DATA SECTION.
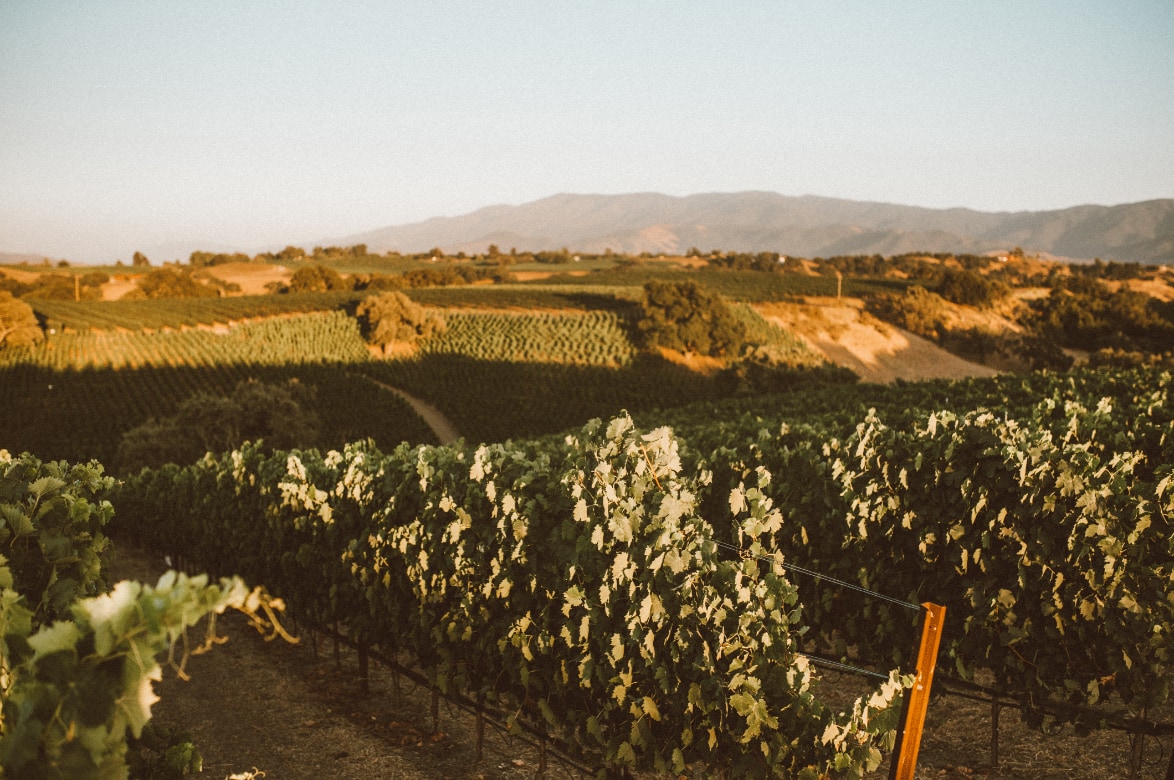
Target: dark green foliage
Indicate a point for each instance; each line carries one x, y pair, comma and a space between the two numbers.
392, 317
62, 287
918, 311
972, 289
18, 323
763, 261
173, 282
154, 314
281, 415
683, 316
317, 278
1086, 314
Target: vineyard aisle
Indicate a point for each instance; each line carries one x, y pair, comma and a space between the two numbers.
445, 431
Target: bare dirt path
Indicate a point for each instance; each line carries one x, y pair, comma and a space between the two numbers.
446, 432
879, 352
296, 714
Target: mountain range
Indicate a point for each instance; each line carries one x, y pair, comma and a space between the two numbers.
804, 226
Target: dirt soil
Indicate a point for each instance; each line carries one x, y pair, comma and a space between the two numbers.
843, 331
297, 712
252, 277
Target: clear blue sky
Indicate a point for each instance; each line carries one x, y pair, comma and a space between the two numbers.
130, 125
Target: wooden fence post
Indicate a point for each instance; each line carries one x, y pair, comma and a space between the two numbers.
917, 699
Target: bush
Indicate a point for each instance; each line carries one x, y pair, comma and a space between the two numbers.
683, 316
972, 289
918, 311
278, 414
393, 317
316, 278
18, 322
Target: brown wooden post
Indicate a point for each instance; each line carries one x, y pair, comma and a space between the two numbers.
364, 676
994, 732
1137, 755
917, 699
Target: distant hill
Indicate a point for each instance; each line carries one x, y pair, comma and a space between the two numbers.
807, 226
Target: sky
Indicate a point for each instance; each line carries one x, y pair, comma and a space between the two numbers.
247, 125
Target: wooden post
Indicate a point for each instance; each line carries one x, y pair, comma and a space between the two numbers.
338, 657
917, 699
994, 732
364, 677
1138, 742
480, 728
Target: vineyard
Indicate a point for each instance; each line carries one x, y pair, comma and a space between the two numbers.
324, 336
1045, 529
588, 338
80, 657
575, 585
155, 314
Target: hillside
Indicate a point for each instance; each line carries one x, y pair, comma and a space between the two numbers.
805, 226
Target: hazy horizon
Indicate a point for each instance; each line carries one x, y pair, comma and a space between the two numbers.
129, 126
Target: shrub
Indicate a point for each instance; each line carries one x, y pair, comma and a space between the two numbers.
683, 316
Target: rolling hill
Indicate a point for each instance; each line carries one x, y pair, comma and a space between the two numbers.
804, 226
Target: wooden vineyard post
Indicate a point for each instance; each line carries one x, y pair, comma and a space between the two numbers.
917, 699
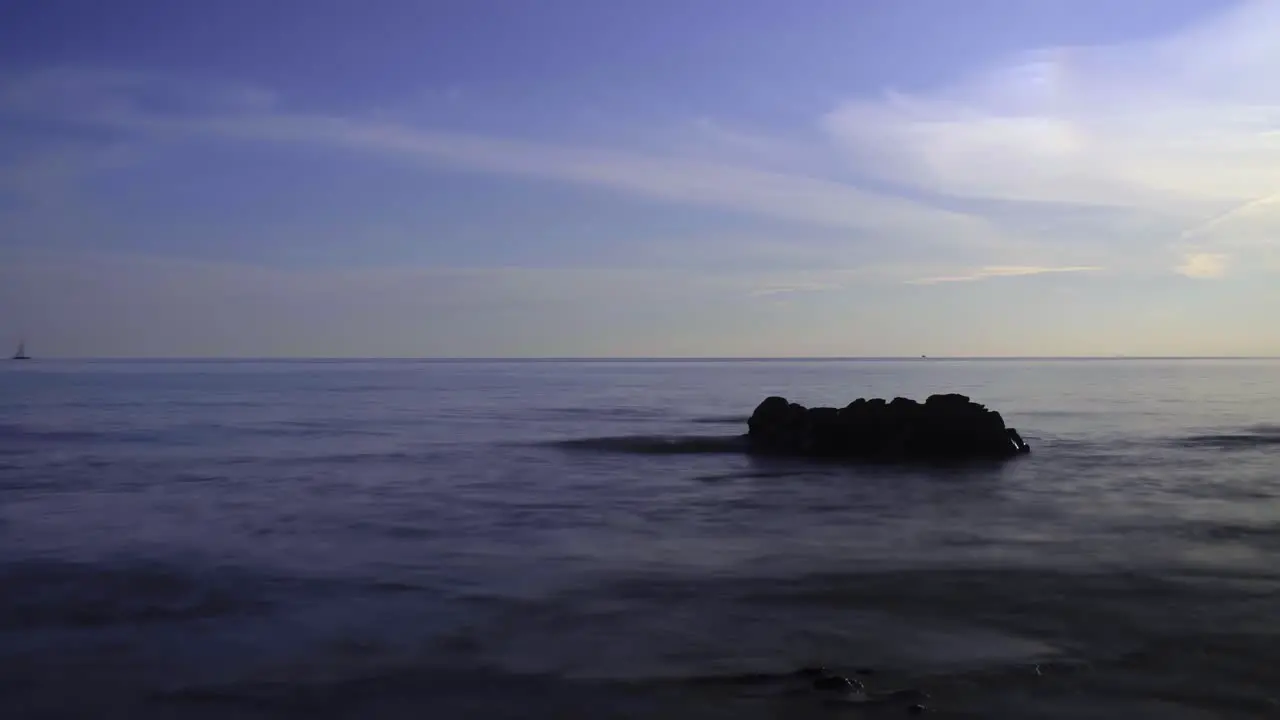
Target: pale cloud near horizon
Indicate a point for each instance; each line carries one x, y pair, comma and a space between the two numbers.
1175, 131
891, 214
1002, 272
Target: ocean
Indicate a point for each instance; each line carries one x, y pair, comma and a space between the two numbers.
563, 540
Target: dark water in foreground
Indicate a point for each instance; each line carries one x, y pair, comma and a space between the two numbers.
575, 540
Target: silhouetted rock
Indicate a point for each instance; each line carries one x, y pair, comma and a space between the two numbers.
945, 427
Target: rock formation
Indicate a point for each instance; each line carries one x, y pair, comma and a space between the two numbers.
945, 427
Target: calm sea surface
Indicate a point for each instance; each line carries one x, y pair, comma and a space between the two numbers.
577, 540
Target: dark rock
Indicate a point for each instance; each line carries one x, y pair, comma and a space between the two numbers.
945, 427
836, 683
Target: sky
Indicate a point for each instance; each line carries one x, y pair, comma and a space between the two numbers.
487, 178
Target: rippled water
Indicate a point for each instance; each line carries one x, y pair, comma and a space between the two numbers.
584, 540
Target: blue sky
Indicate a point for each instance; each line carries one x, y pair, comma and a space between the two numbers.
658, 178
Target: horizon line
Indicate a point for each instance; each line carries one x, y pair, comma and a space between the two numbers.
630, 358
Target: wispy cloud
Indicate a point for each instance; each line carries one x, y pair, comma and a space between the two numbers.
1205, 265
1182, 128
126, 104
1001, 272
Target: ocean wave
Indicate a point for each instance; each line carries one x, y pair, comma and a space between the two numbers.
658, 445
1246, 438
721, 420
82, 595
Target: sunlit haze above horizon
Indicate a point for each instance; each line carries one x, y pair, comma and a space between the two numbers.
640, 178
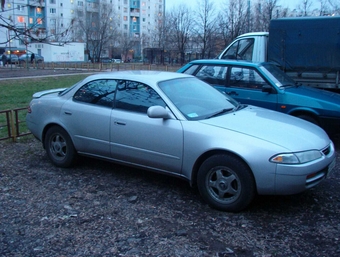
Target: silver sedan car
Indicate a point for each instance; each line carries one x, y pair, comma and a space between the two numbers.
178, 125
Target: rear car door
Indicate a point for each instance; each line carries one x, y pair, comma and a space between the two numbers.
246, 84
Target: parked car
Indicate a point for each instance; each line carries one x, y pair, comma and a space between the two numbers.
10, 58
179, 125
27, 57
106, 60
265, 85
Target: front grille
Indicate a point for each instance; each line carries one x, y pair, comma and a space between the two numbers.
327, 150
317, 178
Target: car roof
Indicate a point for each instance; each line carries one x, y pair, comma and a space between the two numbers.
225, 62
146, 77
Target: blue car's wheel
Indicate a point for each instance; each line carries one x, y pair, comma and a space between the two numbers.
59, 147
226, 183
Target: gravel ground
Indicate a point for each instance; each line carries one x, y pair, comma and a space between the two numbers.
103, 209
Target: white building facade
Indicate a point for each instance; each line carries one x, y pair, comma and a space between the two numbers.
58, 22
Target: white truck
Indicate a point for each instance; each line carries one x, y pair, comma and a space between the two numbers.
307, 49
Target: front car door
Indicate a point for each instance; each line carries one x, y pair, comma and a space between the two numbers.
138, 139
92, 102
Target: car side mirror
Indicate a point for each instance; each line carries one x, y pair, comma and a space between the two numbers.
267, 89
158, 111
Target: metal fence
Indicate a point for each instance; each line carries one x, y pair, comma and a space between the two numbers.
12, 124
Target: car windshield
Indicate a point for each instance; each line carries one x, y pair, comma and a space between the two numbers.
197, 100
280, 78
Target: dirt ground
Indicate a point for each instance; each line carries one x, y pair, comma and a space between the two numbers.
103, 209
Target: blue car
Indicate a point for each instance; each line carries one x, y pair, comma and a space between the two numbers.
265, 85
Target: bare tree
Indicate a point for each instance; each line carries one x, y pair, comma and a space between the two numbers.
234, 20
305, 7
98, 30
180, 22
205, 27
334, 7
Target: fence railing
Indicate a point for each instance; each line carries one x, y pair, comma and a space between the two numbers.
12, 124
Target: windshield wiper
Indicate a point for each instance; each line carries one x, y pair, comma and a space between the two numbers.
240, 106
220, 112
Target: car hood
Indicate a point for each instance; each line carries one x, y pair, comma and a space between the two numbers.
281, 129
315, 94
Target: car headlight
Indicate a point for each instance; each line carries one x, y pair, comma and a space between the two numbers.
296, 158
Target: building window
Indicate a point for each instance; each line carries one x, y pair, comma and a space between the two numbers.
21, 19
21, 7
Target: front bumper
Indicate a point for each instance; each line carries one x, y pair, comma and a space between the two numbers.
293, 179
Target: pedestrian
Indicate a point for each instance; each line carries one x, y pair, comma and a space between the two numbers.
4, 59
32, 57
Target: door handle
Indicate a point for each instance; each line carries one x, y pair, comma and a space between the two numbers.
120, 123
232, 93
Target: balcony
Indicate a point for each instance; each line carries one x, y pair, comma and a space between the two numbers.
40, 3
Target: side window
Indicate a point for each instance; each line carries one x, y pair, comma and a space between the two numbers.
191, 69
241, 49
246, 78
135, 96
213, 75
99, 92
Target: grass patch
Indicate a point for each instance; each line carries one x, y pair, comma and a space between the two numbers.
18, 94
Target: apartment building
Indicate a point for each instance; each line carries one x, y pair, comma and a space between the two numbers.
87, 21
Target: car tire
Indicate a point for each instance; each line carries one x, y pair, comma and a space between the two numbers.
59, 147
226, 183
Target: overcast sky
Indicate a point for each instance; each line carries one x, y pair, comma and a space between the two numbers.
292, 4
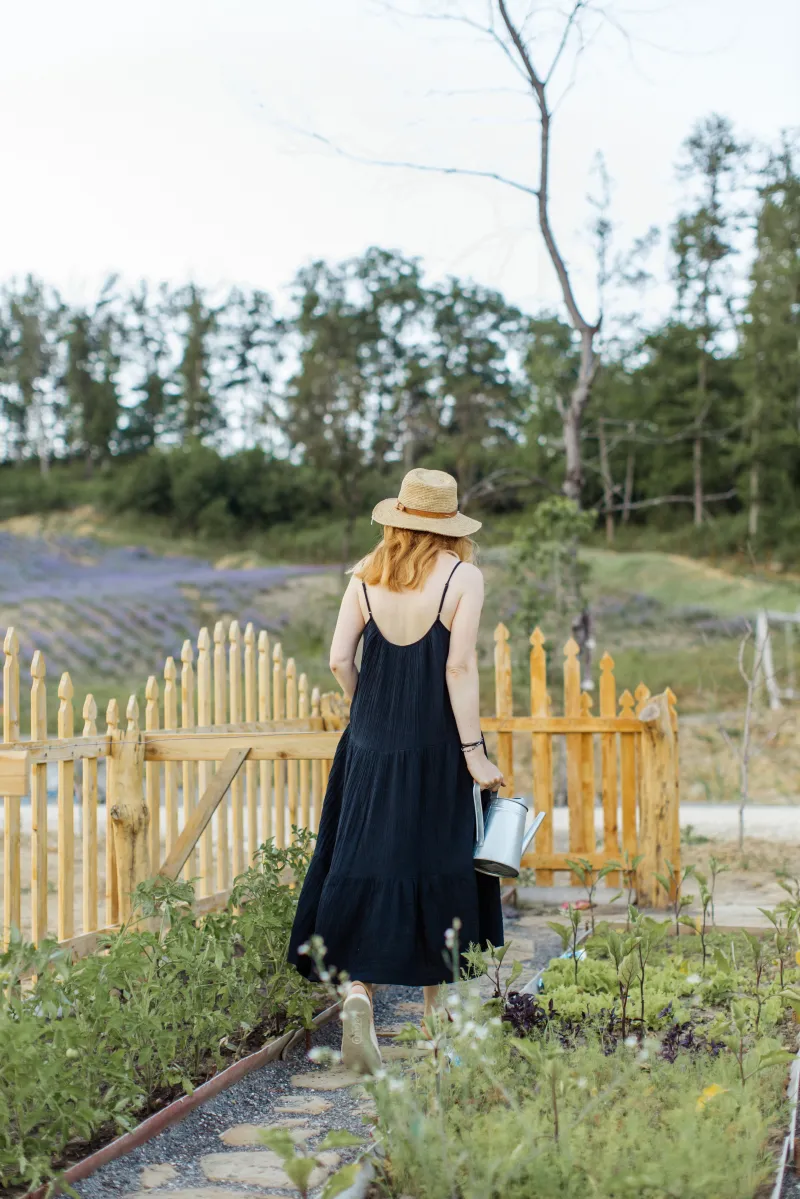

TASK STATEMENT. Show each line of the items above that contains the string "door", treating uppercase and lowercase letters as different.

WRITTEN RESPONSE.
Target: rear car door
Target: front car door
Target: door handle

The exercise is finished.